── SUPPLIED RECORDS ──

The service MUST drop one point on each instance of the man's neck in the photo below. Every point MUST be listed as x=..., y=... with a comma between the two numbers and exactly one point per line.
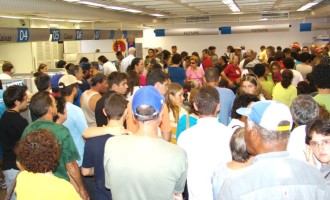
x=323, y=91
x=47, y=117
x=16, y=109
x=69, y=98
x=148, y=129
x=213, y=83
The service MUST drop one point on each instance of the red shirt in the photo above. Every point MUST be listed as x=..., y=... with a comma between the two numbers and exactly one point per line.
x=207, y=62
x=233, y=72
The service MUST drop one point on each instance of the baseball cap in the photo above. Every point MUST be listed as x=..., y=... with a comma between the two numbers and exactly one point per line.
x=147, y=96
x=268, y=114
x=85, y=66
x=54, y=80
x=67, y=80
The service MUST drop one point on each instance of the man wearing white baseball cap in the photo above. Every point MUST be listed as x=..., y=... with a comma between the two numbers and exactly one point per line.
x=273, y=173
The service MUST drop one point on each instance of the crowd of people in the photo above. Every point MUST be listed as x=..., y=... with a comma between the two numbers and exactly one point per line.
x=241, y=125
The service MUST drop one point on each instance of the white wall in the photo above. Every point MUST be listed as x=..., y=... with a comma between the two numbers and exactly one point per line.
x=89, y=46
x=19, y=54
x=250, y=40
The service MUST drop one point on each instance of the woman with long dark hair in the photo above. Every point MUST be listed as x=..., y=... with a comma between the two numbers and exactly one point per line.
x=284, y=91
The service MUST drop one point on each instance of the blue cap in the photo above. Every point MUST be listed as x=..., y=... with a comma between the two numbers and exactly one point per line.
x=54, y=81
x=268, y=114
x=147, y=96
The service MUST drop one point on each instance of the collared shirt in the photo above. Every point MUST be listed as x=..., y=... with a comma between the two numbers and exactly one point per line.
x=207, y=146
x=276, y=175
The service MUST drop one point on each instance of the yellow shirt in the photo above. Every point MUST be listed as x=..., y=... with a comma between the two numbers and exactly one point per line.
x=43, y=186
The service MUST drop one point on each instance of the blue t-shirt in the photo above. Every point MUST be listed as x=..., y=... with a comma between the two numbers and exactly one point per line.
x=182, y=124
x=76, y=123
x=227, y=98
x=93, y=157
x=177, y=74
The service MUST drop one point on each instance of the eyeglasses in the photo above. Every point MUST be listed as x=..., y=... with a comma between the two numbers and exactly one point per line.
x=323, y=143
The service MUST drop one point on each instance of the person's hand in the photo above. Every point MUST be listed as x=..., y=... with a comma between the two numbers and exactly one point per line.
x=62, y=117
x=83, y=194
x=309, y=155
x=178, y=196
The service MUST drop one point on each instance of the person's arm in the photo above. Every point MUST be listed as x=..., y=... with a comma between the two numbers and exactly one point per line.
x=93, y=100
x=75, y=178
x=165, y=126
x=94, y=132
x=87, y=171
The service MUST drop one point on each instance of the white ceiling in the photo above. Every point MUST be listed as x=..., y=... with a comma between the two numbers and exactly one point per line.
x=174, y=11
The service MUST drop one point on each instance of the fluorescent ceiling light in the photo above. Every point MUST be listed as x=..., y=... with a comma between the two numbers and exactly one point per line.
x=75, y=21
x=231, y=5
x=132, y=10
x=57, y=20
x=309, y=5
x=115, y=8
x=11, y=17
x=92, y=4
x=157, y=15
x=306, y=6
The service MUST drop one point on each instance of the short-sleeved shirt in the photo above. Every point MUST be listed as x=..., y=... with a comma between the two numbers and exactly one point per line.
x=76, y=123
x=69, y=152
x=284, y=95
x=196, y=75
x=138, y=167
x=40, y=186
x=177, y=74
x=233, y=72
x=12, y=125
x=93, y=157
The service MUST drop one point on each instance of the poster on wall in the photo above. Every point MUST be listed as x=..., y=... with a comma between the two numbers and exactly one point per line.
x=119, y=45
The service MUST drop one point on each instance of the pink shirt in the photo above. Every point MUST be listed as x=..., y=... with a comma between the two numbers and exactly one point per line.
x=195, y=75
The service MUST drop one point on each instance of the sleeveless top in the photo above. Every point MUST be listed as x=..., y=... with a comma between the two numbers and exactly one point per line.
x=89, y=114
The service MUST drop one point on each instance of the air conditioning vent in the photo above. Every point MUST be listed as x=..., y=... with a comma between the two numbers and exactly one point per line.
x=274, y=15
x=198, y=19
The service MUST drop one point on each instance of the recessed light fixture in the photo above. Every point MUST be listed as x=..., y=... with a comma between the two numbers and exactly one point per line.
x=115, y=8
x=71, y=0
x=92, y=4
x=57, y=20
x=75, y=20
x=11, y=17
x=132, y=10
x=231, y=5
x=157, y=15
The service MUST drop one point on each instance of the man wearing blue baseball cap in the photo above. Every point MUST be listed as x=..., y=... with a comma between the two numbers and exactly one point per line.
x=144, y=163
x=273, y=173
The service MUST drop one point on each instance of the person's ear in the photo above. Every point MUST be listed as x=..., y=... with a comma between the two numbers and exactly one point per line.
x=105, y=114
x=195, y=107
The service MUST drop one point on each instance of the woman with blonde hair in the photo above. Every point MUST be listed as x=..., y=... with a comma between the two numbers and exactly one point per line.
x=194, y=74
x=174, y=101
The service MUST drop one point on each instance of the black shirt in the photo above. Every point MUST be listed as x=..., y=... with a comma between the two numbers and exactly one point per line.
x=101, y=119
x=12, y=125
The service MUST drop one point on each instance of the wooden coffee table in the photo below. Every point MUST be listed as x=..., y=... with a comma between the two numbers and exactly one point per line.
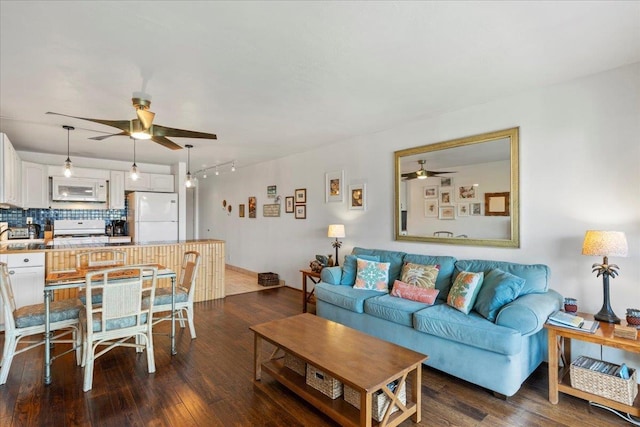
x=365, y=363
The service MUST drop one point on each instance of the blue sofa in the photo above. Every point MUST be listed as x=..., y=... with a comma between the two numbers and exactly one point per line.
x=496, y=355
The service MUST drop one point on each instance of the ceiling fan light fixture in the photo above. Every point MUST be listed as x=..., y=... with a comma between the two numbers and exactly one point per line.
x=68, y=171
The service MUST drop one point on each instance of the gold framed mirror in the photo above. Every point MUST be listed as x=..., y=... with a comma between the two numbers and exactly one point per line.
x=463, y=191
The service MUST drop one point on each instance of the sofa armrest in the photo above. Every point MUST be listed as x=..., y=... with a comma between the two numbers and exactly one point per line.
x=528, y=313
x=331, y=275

───

**WHAT YOU NEED TO DO**. Line by line, retype the records above exactly, minus the images.

**TASK ANSWER**.
The service MUST drop one point on each instance of the man's neck in the photo below. Every point MUST be listed as x=..., y=... with a comma between the two numbers and exactly one point per line.
x=323, y=91
x=47, y=117
x=16, y=109
x=69, y=98
x=148, y=129
x=213, y=83
The service MUST drop one point on each instance of the red shirt in the photo above. Every point MUST be listed as x=..., y=... with a comma between the two numbers and exactly one point per line.
x=207, y=62
x=233, y=72
The service MUST drop one point on each instance of the baseball cap in the photo above. Every point MUST be listed as x=..., y=... with a comma between the two numbers and exactly one point per line.
x=147, y=96
x=268, y=114
x=85, y=66
x=54, y=80
x=67, y=80
The service MUST drop one point on each instance of the man wearing white baseball cap in the photo above. Every point MUST be listed as x=..., y=... with a comma between the two numbers and exactly one point per line.
x=273, y=173
The service MUST drop one point on each instance of the crowd of people in the photo above. Every point MUST be listed as x=..., y=... with a comma between the two numbers and exactly one point per line.
x=241, y=125
The service MUST drop one point on each instance of the white wall in the photo above. Every point MUST be listed as x=..., y=... with a comma between the two numbers and exactly one point per line.
x=89, y=46
x=19, y=54
x=250, y=40
The service MUST drop one point on each instance of the woman with long dark hair in the photo above. Every point MUST be listed as x=..., y=... with a comma between the two numbers and exactly one point per line.
x=284, y=91
The service MUST drop one point on each instance of the blue cap in the photo above. Every point MUST be listed as x=..., y=... with a comma between the two numbers and exactly one point per line.
x=54, y=81
x=268, y=114
x=147, y=96
The service MUST drop one point on each instance of the collared shirt in the photo above. Every point MUST be listed as x=..., y=... with a comma between the two numbers and exactly one point per line.
x=207, y=146
x=276, y=175
The service MUST drop one point on each instance of the yellow shirt in the photo above. Every point MUST be listed as x=..., y=... with a comma between the two numbers and exactly one point per line.
x=43, y=186
The service MUST drop one point on each instance of the blue t-shirt in the photo above. Every point MUST be listed as x=..., y=... with a comma between the two numbers and exactly one point per line.
x=182, y=124
x=76, y=123
x=227, y=98
x=93, y=157
x=177, y=74
The service MUST drop one point on each instance of the eyeglasses in the photo above. Every point MUST be listed as x=..., y=... with a comma between the two numbers and exactly one point per line.
x=323, y=143
The service MUST drop one point on each instance of the person's hand in the photo above. Every point MUST be listed as x=..., y=... with a comma between the two numbers and exactly one point per line.
x=62, y=117
x=83, y=194
x=309, y=155
x=178, y=196
The service MUST drop one point on each instance of the person's arm in the photo above. Every point MUST be listed as x=..., y=... with a comma between the two numbers and exactly one point per line.
x=93, y=100
x=75, y=178
x=165, y=126
x=94, y=132
x=87, y=171
The service MUST drop one point on each instance of the white ceiling in the photo above. Every point MUST be listed as x=..., y=... with a comma between the two numbers and exactly one point per line.
x=174, y=11
The service MUST drop one point on each instance of the fluorescent ceiling light in the photo above. Every point MUST be listed as x=..., y=... with a comma between the two numbers and exactly one point per line.
x=75, y=21
x=231, y=5
x=132, y=10
x=57, y=20
x=309, y=5
x=115, y=8
x=11, y=17
x=92, y=4
x=157, y=15
x=306, y=6
The service MUST drop one point on each instance of the short-sleeved shirt in the photo above. Every point MUST be listed as x=..., y=... with a comma between the two numbers and exactly one point per line.
x=76, y=123
x=69, y=152
x=284, y=95
x=196, y=75
x=138, y=167
x=40, y=186
x=177, y=74
x=233, y=72
x=12, y=125
x=93, y=157
The service MUST drop one point on each instance of the poster on wall in the photo above. Every point MUST be listed as x=..., y=... with a comma between the two numbers and exactly one point per line.
x=119, y=45
The service MUST drop one point on each instance of the pink shirt in the photo above. Every point MUST be listed as x=..., y=... with a comma between the two numbers and exactly one point per line.
x=195, y=75
The service MUST drop one point on each instance of the sleeveless top in the photo above. Every point MUST be listed as x=..., y=... with a comma between the two numbers and exactly one point per line.
x=89, y=114
The service MUST drop one point on each instance of the air conditioning vent in the photo above. Every point MUST be listed as x=..., y=... with a comma between the two numbers and exactly one point per line.
x=274, y=15
x=198, y=19
The service MUST drop one point on each instance of the recessed light fixture in the photo above. Every point MUST be listed as x=..., y=... with a comma between the two numbers and exactly one point per line.
x=115, y=8
x=71, y=0
x=92, y=4
x=57, y=20
x=75, y=20
x=11, y=17
x=132, y=10
x=231, y=5
x=157, y=15
The service MUST drop one point on each instance of the man wearing blue baseball cap in the photo above. Every point MUST be listed as x=..., y=... with a comma between the two numbers and exactly one point per line.
x=144, y=163
x=273, y=173
The service MUST drop one point on each instance of the person's ear in the photo above. Every point MUST be listed as x=..., y=... with a comma between the two numbers and exactly one point per line.
x=105, y=114
x=195, y=107
The service MUST drop one point on each instance of the woman with blonde hair in the photo above. Every point MUST be listed as x=..., y=... with a comma between the two numbers and exactly one point per line.
x=194, y=74
x=174, y=101
The service MUST drop one point on each instance of the black shirt in the photo above. Every point MUST be listed as x=..., y=... with a comma between the two numbers and exactly one point per line.
x=101, y=119
x=12, y=125
The service MUST drop one point on each instance of the wooden coffee table in the photo below. Every point MUST be listed as x=..., y=... with a comma between the two numbers and exactly one point per line.
x=365, y=363
The service MUST drop one point on each instance of the blue sofa in the photo above. Every point MUST be listed as x=..., y=... with a comma between the two numbers and exactly one point per line.
x=496, y=355
The service MUST drop one point on each instance of the ceiling fan light fixture in the photo above. Every point MUST be listed as x=..., y=... with a comma between the two numbers and exactly one point per line.
x=68, y=171
The service MUST drop one point on each instance of the gold framed mirror in the photo above. Every point MUST be listed as x=..., y=... with a comma between the two numbers and exactly one point per line.
x=463, y=191
The service MUST drop one point on each instance of the sofa armrest in the photo above. Every point MUST be listed as x=..., y=... with a comma between the two numbers and exactly one point per line.
x=528, y=313
x=331, y=275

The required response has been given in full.